*** Page extract Section Begins ***
The Red Volunteers Facebook Group shows a membership of 75,000 members as of July last year – and it must have only increased manifold in the past 10 months – while they handle around 3000 distress calls in a day in these troubled times.
The unprecedented health emergency has, almost organically, forged an invisible human chain to fight it out the menace in the City of Joy – and these braveheart volunteers are not alone in this. If someone like Sourav Ganguly, the ‘Dada’ of Indian cricket is at one end of the spectrum, the Who’s Who of the regional film and music industry to some of the biggest local entreprenuers are doing their bit to provide some logistical support in their own way to an already overworked and fragile healthcare system.
Ganguly, who had sporadically stepped out during the first wave to supply food grains or grocery to charitable organisations, decided to address the most critical need of the hour – oxygen supply. A wing of his office Willow Towers adjacent to his residence is a hub of activity now to provide oxygen concentrators to small hospitals and NGOs with his childhood friend Sanjoy Das coordinating the entire operations.
The lack of hospital beds have made the role of ‘safe homes,’ where Covid positive patients with mild symptoms can come in and receive the initial medical attention and oxygen suply till a bed is arranged. The biggest of such facilities have come up with a 25-bed facility, set up by Artists’ Form, the official respresentative body of the industry and named ‘Soumitra,’ the threspian who passed away late last year due to Covid-related complications.
While the initiative by Artists’ Forum is meant to cater to their members only, Tollywood A-lister Jisshu Sengupta has joined hands with music director Indradip Dasgupta to set up one for the public while the likes of Parambrata Chatterjee, Riddhi Sen alongwith singer and music composer Anupam Roy have formed their group ‘Citizens’ Response’ to set up two of them in different parts of the city.
*** Page extract Section Ends ***
→ **Activity A**:
Translate this sentence from the article on Covid relief efforts into Spanish: "Ganguly, who had sporadically stepped out during the first wave to supply food grains or grocery to charitable organisations, decided to address the most critical need of the hour – oxygen supply."
→ **Activity B**:
In the article on Covid relief efforts, who coordinates the oxygen concentrator operations run from Willow Towers?
→ **Activity C**:
Please continue the article on Covid relief efforts, picking up after its last sentence.
*** Information supplied Section Begins ***
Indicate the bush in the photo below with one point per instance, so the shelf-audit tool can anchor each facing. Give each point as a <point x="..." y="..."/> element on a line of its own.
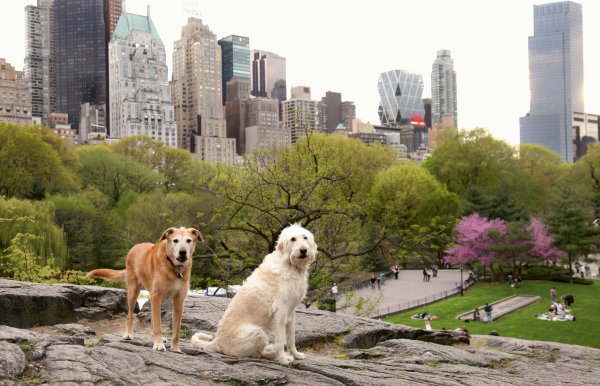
<point x="544" y="272"/>
<point x="576" y="280"/>
<point x="327" y="304"/>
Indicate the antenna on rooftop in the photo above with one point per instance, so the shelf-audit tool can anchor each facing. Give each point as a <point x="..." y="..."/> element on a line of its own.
<point x="192" y="8"/>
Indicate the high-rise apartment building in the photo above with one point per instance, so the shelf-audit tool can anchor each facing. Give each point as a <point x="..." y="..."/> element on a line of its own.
<point x="263" y="128"/>
<point x="112" y="12"/>
<point x="235" y="59"/>
<point x="332" y="112"/>
<point x="15" y="99"/>
<point x="443" y="90"/>
<point x="79" y="55"/>
<point x="92" y="124"/>
<point x="39" y="58"/>
<point x="299" y="113"/>
<point x="198" y="95"/>
<point x="238" y="94"/>
<point x="555" y="77"/>
<point x="140" y="94"/>
<point x="268" y="75"/>
<point x="400" y="94"/>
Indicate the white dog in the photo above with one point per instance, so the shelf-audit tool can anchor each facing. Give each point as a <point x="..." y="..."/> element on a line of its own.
<point x="264" y="306"/>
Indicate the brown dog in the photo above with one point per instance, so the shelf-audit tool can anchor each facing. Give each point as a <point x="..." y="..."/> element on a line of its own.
<point x="164" y="270"/>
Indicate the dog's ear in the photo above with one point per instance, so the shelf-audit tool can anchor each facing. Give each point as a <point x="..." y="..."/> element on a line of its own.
<point x="196" y="234"/>
<point x="166" y="234"/>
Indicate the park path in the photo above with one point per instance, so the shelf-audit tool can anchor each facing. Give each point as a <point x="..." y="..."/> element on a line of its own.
<point x="408" y="291"/>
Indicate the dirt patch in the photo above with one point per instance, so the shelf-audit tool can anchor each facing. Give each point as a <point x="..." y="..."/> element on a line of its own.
<point x="115" y="326"/>
<point x="328" y="349"/>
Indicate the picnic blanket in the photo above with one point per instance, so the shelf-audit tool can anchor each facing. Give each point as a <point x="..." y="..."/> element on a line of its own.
<point x="544" y="316"/>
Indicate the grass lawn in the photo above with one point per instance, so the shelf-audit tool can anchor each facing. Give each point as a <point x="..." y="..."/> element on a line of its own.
<point x="585" y="330"/>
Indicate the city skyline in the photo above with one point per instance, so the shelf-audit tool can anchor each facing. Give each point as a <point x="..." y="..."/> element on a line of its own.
<point x="347" y="53"/>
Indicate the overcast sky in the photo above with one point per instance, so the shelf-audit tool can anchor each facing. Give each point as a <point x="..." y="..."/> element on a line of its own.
<point x="343" y="46"/>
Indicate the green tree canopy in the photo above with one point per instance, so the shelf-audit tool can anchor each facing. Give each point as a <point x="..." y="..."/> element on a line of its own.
<point x="466" y="158"/>
<point x="115" y="174"/>
<point x="30" y="162"/>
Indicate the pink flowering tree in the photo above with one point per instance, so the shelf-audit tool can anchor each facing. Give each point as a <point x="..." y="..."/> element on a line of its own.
<point x="543" y="243"/>
<point x="475" y="237"/>
<point x="495" y="243"/>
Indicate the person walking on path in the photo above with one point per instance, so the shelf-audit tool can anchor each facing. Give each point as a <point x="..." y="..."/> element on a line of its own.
<point x="334" y="290"/>
<point x="488" y="312"/>
<point x="553" y="295"/>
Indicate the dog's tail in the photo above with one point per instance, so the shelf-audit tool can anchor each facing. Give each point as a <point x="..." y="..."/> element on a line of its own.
<point x="202" y="341"/>
<point x="108" y="274"/>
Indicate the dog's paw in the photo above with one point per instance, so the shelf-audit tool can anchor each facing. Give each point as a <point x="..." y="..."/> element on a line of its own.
<point x="159" y="347"/>
<point x="285" y="359"/>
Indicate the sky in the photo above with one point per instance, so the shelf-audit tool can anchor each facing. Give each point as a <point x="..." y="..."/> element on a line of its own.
<point x="343" y="46"/>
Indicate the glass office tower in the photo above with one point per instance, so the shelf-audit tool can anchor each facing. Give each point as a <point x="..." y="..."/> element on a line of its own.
<point x="80" y="56"/>
<point x="400" y="94"/>
<point x="443" y="89"/>
<point x="268" y="75"/>
<point x="555" y="77"/>
<point x="235" y="58"/>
*** Information supplied Section Ends ***
→ **Response A**:
Ganguly, que había salido esporádicamente durante la primera ola para suministrar cereales o comestibles a organizaciones benéficas, decidió atender la necesidad más crítica del momento: el suministro de oxígeno.

→ **Response B**:
Sanjoy Das, Ganguly's childhood friend.

→ **Response C**:
Deb Adhikari, one of the leading men in Bengali cinema and a Trinamool Congress MP, may not be exactly a Sonu Sood but has been constantly throwing in his resources for over an year now – be it chartering flights to bring back stranded Indians from the UAE, rushing medical aid or organising a network to distribute food cooked in his fancy restaurant, ‘Tolly Tales,’ closed to public for a while now.
In these frenzied times, often a verified phone number or leads – be it for oxygen, bed, medicines, groceries or even home cooked food for entre isolated families who can’t step out plays a very crucial role. Srijit Mukherjee, a National award-winning director and a prolific one at the best of times, has decided to shelve everything and devote several hours a day (and nights) on his social media handles – amplifying SoS calls of emergency, phone numbers on his Facebook wall and twitter – often verifying them himself. Joining hands in the challenge is someone like Swastika Mukherjee, a Bengali actor who has carved a niche for herself in Sushant Singh Rajput’s last film ‘Dil Bechara’ or the award-winning web series ‘Patal Lok.’
The list is simply endless, but it will be incomplete if noted singer Lopamudra Mitra is left unmentioned. The subject of mental health is a huge one during these times and Mitra and her husband and composer Joy Sarkar has launched an unique initiative to address this – sharing their phone numbers in public and asking the Covid patients to call them up for a little chat, cheer and some music to ward off any form of negativity.